··· SELECTED TEXT ···

A closely bundled trio of funerals bends one's thoughts in uncomfortable directions. How stubbornly I insist - we all insist - on leaning on spiderwebs. On people and things we take for granted today, forgetting they could be mere memories tomorrow: a slide show at the front of the church. An empty chair at the table.

Cancer felled one friend, a man of strong faith; well loved by all who knew him. He left too soon and too young. "This is not the answer we prayed for," said someone, during his funeral. "We wonderdid healing occur?"

That's a question Deborah Shelton can answer - now. For eight years the wife of dramatist, David Shelton, watched her husband's slow deterioration. He had Alzheimer's Disease, caused by a blow to the head while snowmobiling.

She and their children never stopped praying, not even when healing didn't come.

The disease eventually removed him from the stage. Hear Deborah: "We are peaceful as to the Lord's will and His perfect timing as to when He heals David: now or upon his entrance to heaven. For 8 years we've prayed that God would choose to heal David now, but it's seeming that His will is not to, and who am I to question Him?"

Miracles happen sometimes. Everyone knows that. Everyone hopes for that. But anyone who is a Christ-follower also knows (admit it or not) that God seems to show up in some places and not others. And it doesn't seem fair, does it, that an innocent child dies in tortured pain at the hand of a pair of vile murderers, while a crusty old sinner, cranky and bitter, outlives all his contemporaries - then dies in his sleep.

Deep puzzles line the walk of faith. Honesty demands that we admit them to God. That, like a child finding a knife too sharp to handle, we bring them into the light and allow him to hold them for us.

David Shelton died eight days after Deborah wrote the above statement on her husband's CaringBridge website.

The Bible is clear on this: God honors faith, but God is not faith's puppet. He is the faith-or, not the faith-ee. His thoughts and ways are far above ours. He holds answers we cannot now comprehend. He owes us no explanation.

Just as any loving human parent, I believe our Heavenly Father aches over his children's wounds. I believe he lovingly soothes each ache, dresses each wounds and heals every disease, soul and body. All.

But as he did for each of our friends, and as he did for David Shelton, God heals some of those wounds on the other side of heaven's gate. And there, any remaining questions will find answers, and all joy will return.

Cling to that truth - no matter how many funerals batter you.

··· GIVEN MATERIAL ···

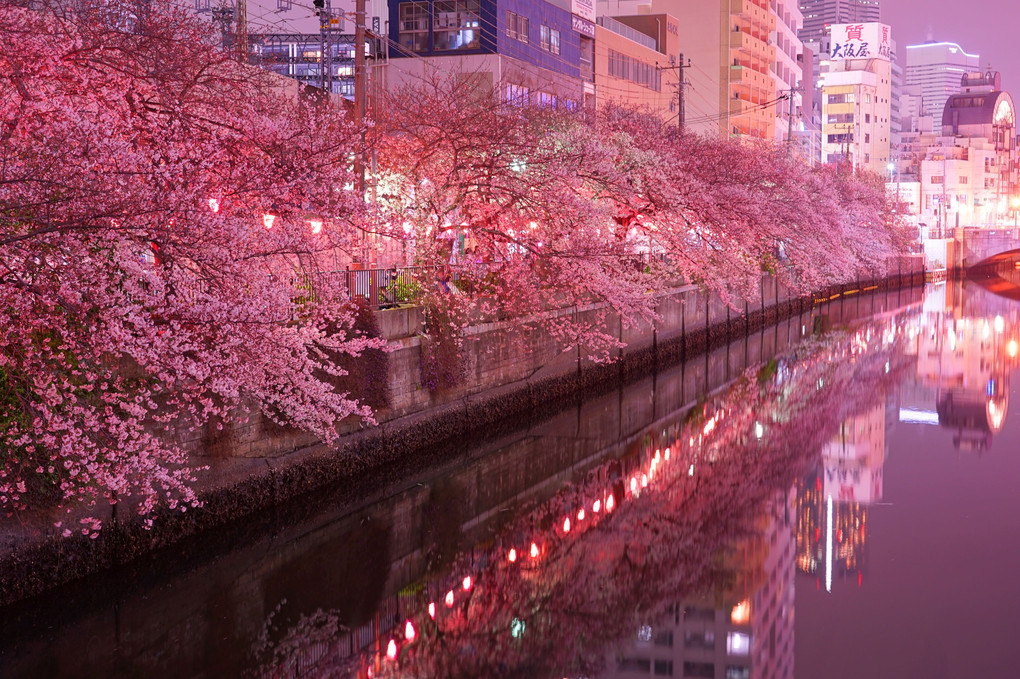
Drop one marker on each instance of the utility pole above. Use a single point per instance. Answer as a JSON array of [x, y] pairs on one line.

···

- [WHAT YOU NEED TO DO]
**a.** In the piece on funerals and faith, what caused David Shelton's Alzheimer's Disease?
**b.** In the piece on funerals and faith, rewrite the stretch from "Deep puzzles line" through "us no explanation.", substituting "servant" for "puppet".

- [ANSWERS BELOW]
**a.** A blow to the head while snowmobiling.

**b.**
Deep puzzles line the walk of faith. Honesty demands that we admit them to God. That, like a child finding a knife too sharp to handle, we bring them into the light and allow him to hold them for us.

David Shelton died eight days after Deborah wrote the above statement on her husband's CaringBridge website.

The Bible is clear on this: God honors faith, but God is not faith's servant. He is the faith-or, not the faith-ee. His thoughts and ways are far above ours. He holds answers we cannot now comprehend. He owes us no explanation.